Work instructions: The answer must be one number: how many lines in the records below contain the string "reflection".

Records from a data collection:
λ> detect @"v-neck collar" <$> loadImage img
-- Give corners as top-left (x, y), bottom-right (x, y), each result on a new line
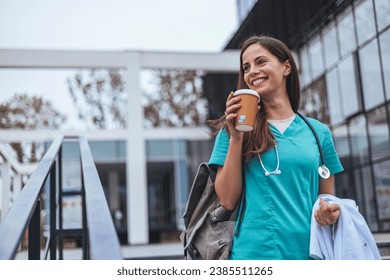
top-left (268, 113), bottom-right (300, 138)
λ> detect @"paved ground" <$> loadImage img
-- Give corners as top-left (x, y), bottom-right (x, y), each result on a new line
top-left (15, 242), bottom-right (184, 260)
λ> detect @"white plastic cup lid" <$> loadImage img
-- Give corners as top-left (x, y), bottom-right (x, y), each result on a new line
top-left (233, 89), bottom-right (260, 101)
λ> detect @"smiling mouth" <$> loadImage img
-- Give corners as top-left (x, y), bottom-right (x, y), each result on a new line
top-left (252, 77), bottom-right (267, 86)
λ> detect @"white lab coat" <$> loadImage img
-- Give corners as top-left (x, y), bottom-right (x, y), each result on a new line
top-left (310, 194), bottom-right (381, 260)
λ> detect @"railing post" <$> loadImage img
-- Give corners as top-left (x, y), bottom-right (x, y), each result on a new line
top-left (49, 161), bottom-right (57, 260)
top-left (0, 159), bottom-right (11, 221)
top-left (28, 199), bottom-right (41, 260)
top-left (81, 170), bottom-right (89, 260)
top-left (58, 147), bottom-right (64, 260)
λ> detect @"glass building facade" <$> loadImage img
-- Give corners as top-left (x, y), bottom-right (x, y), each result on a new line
top-left (298, 0), bottom-right (390, 232)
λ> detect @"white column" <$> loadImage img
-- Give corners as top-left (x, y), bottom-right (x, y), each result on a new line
top-left (1, 160), bottom-right (11, 220)
top-left (125, 52), bottom-right (149, 244)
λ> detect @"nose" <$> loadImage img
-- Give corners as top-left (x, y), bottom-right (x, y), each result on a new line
top-left (249, 64), bottom-right (260, 76)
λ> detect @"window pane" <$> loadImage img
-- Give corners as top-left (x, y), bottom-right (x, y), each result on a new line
top-left (300, 87), bottom-right (314, 115)
top-left (349, 115), bottom-right (369, 166)
top-left (142, 69), bottom-right (207, 128)
top-left (188, 140), bottom-right (213, 180)
top-left (176, 159), bottom-right (189, 230)
top-left (90, 141), bottom-right (126, 161)
top-left (323, 23), bottom-right (339, 69)
top-left (335, 172), bottom-right (352, 200)
top-left (359, 39), bottom-right (385, 110)
top-left (333, 125), bottom-right (352, 198)
top-left (354, 166), bottom-right (378, 231)
top-left (375, 0), bottom-right (390, 31)
top-left (299, 46), bottom-right (311, 87)
top-left (337, 7), bottom-right (357, 57)
top-left (333, 125), bottom-right (350, 160)
top-left (326, 67), bottom-right (343, 124)
top-left (146, 139), bottom-right (188, 159)
top-left (308, 35), bottom-right (325, 80)
top-left (374, 160), bottom-right (390, 231)
top-left (146, 140), bottom-right (173, 158)
top-left (379, 29), bottom-right (390, 100)
top-left (367, 105), bottom-right (390, 161)
top-left (339, 55), bottom-right (360, 117)
top-left (355, 0), bottom-right (376, 46)
top-left (302, 78), bottom-right (329, 124)
top-left (147, 161), bottom-right (176, 235)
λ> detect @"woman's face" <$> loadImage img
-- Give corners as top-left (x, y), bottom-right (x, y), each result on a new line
top-left (242, 43), bottom-right (290, 97)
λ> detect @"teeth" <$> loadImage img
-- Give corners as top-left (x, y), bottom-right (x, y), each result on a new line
top-left (252, 78), bottom-right (266, 86)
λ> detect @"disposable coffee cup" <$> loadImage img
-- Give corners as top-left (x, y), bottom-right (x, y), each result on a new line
top-left (234, 89), bottom-right (260, 132)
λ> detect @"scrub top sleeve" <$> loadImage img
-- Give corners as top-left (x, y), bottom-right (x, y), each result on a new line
top-left (322, 126), bottom-right (344, 175)
top-left (208, 128), bottom-right (230, 171)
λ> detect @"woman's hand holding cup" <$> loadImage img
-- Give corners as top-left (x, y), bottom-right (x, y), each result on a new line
top-left (225, 91), bottom-right (243, 140)
top-left (225, 89), bottom-right (260, 138)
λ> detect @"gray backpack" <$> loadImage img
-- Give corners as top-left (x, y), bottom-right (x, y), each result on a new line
top-left (180, 162), bottom-right (245, 260)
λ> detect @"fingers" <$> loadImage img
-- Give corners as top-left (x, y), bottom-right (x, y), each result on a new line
top-left (315, 210), bottom-right (334, 226)
top-left (319, 198), bottom-right (340, 213)
top-left (319, 197), bottom-right (327, 211)
top-left (328, 202), bottom-right (340, 212)
top-left (315, 199), bottom-right (340, 226)
top-left (314, 209), bottom-right (327, 226)
top-left (225, 91), bottom-right (241, 117)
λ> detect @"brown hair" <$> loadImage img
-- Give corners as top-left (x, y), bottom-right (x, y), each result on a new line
top-left (209, 35), bottom-right (301, 161)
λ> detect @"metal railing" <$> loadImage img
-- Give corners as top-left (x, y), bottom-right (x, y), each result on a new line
top-left (0, 136), bottom-right (123, 260)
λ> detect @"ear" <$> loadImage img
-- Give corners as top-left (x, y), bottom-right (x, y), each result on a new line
top-left (284, 60), bottom-right (292, 77)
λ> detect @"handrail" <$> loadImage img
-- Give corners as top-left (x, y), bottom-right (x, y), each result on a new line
top-left (0, 136), bottom-right (123, 260)
top-left (0, 136), bottom-right (64, 260)
top-left (79, 137), bottom-right (123, 259)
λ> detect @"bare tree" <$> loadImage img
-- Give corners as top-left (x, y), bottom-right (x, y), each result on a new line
top-left (67, 68), bottom-right (208, 129)
top-left (67, 68), bottom-right (127, 129)
top-left (143, 69), bottom-right (208, 128)
top-left (0, 93), bottom-right (67, 163)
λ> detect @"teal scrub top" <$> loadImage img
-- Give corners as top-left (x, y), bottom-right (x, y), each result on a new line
top-left (208, 114), bottom-right (344, 260)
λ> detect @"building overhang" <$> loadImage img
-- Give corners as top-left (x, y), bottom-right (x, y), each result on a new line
top-left (226, 0), bottom-right (356, 51)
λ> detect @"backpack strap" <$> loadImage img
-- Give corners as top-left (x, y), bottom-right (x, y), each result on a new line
top-left (182, 162), bottom-right (212, 228)
top-left (233, 159), bottom-right (246, 235)
top-left (226, 159), bottom-right (246, 258)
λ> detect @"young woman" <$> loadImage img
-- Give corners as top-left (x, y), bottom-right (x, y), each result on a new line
top-left (208, 35), bottom-right (343, 259)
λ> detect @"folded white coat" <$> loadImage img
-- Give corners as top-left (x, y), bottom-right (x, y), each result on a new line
top-left (310, 194), bottom-right (381, 260)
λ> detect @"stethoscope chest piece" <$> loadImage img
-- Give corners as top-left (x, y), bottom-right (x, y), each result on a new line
top-left (318, 165), bottom-right (330, 179)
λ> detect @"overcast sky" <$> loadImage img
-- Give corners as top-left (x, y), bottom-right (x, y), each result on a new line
top-left (0, 0), bottom-right (238, 52)
top-left (0, 0), bottom-right (239, 129)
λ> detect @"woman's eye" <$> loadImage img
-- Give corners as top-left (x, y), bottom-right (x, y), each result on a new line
top-left (243, 65), bottom-right (250, 72)
top-left (257, 59), bottom-right (266, 65)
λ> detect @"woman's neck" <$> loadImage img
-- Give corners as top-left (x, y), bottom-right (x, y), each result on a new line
top-left (263, 96), bottom-right (294, 120)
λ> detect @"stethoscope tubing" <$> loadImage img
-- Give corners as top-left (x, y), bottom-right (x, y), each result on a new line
top-left (258, 112), bottom-right (330, 179)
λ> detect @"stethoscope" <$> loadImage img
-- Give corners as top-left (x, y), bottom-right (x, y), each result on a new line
top-left (258, 112), bottom-right (330, 179)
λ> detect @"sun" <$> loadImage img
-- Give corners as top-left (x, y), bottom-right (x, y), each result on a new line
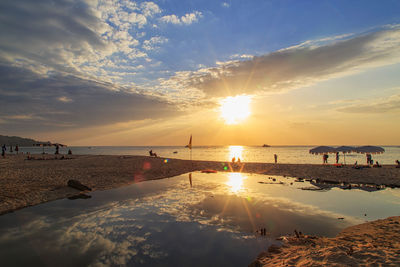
top-left (220, 95), bottom-right (252, 125)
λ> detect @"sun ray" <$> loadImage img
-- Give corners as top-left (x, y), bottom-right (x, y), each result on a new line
top-left (220, 95), bottom-right (252, 125)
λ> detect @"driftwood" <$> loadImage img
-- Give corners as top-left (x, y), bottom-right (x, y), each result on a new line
top-left (67, 179), bottom-right (92, 191)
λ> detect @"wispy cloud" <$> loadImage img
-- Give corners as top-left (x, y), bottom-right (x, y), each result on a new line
top-left (337, 93), bottom-right (400, 113)
top-left (157, 27), bottom-right (400, 101)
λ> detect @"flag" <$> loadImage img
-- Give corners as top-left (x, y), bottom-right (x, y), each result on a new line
top-left (185, 134), bottom-right (192, 149)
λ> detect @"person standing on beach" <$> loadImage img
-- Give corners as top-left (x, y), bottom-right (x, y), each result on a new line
top-left (55, 144), bottom-right (59, 155)
top-left (323, 154), bottom-right (328, 164)
top-left (336, 152), bottom-right (339, 164)
top-left (2, 144), bottom-right (6, 157)
top-left (274, 154), bottom-right (278, 164)
top-left (15, 145), bottom-right (19, 154)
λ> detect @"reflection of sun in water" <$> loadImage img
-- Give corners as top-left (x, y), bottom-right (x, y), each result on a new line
top-left (226, 172), bottom-right (247, 192)
top-left (220, 95), bottom-right (251, 124)
top-left (229, 145), bottom-right (243, 161)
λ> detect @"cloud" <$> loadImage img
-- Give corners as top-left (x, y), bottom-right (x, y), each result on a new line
top-left (229, 54), bottom-right (254, 60)
top-left (142, 36), bottom-right (168, 51)
top-left (0, 64), bottom-right (180, 133)
top-left (160, 11), bottom-right (203, 25)
top-left (140, 2), bottom-right (161, 17)
top-left (0, 0), bottom-right (176, 88)
top-left (158, 27), bottom-right (400, 99)
top-left (337, 93), bottom-right (400, 113)
top-left (222, 2), bottom-right (230, 8)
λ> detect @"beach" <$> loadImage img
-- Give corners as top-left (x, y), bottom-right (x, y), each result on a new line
top-left (1, 154), bottom-right (399, 266)
top-left (251, 216), bottom-right (400, 266)
top-left (1, 154), bottom-right (399, 215)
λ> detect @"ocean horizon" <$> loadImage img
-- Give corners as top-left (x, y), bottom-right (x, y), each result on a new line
top-left (13, 145), bottom-right (400, 165)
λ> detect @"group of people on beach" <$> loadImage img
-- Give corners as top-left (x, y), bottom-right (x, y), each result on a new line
top-left (2, 144), bottom-right (19, 157)
top-left (231, 157), bottom-right (241, 163)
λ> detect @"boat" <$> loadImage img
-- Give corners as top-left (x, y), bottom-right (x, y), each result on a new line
top-left (262, 144), bottom-right (270, 147)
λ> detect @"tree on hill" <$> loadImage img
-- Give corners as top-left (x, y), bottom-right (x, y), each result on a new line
top-left (0, 135), bottom-right (50, 146)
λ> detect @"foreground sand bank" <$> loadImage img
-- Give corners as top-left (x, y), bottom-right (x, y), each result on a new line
top-left (0, 154), bottom-right (399, 215)
top-left (251, 216), bottom-right (400, 266)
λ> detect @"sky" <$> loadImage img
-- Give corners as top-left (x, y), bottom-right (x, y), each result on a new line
top-left (1, 0), bottom-right (400, 146)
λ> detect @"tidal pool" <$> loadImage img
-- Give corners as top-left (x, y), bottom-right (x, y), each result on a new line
top-left (0, 172), bottom-right (399, 266)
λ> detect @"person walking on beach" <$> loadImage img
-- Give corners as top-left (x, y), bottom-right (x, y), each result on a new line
top-left (15, 145), bottom-right (19, 154)
top-left (10, 145), bottom-right (13, 153)
top-left (274, 154), bottom-right (278, 164)
top-left (336, 152), bottom-right (339, 164)
top-left (1, 144), bottom-right (6, 158)
top-left (366, 154), bottom-right (371, 165)
top-left (55, 144), bottom-right (59, 155)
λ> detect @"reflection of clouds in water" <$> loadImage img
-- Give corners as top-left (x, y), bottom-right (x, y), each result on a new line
top-left (2, 172), bottom-right (389, 265)
top-left (188, 194), bottom-right (362, 236)
top-left (0, 205), bottom-right (169, 266)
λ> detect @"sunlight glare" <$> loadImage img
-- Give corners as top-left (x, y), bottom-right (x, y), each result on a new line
top-left (220, 95), bottom-right (251, 124)
top-left (228, 145), bottom-right (243, 161)
top-left (226, 172), bottom-right (247, 193)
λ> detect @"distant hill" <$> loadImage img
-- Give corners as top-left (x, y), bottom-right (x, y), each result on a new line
top-left (0, 135), bottom-right (51, 146)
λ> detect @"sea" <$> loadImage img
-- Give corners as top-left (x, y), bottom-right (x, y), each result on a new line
top-left (12, 145), bottom-right (400, 165)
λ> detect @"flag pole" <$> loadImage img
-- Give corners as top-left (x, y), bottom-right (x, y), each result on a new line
top-left (186, 134), bottom-right (193, 187)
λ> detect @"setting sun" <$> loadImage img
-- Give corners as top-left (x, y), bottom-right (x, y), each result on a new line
top-left (220, 95), bottom-right (252, 125)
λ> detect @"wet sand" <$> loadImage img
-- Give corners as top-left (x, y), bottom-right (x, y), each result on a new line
top-left (0, 154), bottom-right (399, 215)
top-left (251, 216), bottom-right (400, 266)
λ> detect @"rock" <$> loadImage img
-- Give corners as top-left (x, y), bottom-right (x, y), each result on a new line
top-left (68, 193), bottom-right (92, 200)
top-left (67, 179), bottom-right (92, 191)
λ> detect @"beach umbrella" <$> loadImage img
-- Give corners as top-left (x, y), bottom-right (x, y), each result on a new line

Task output: 2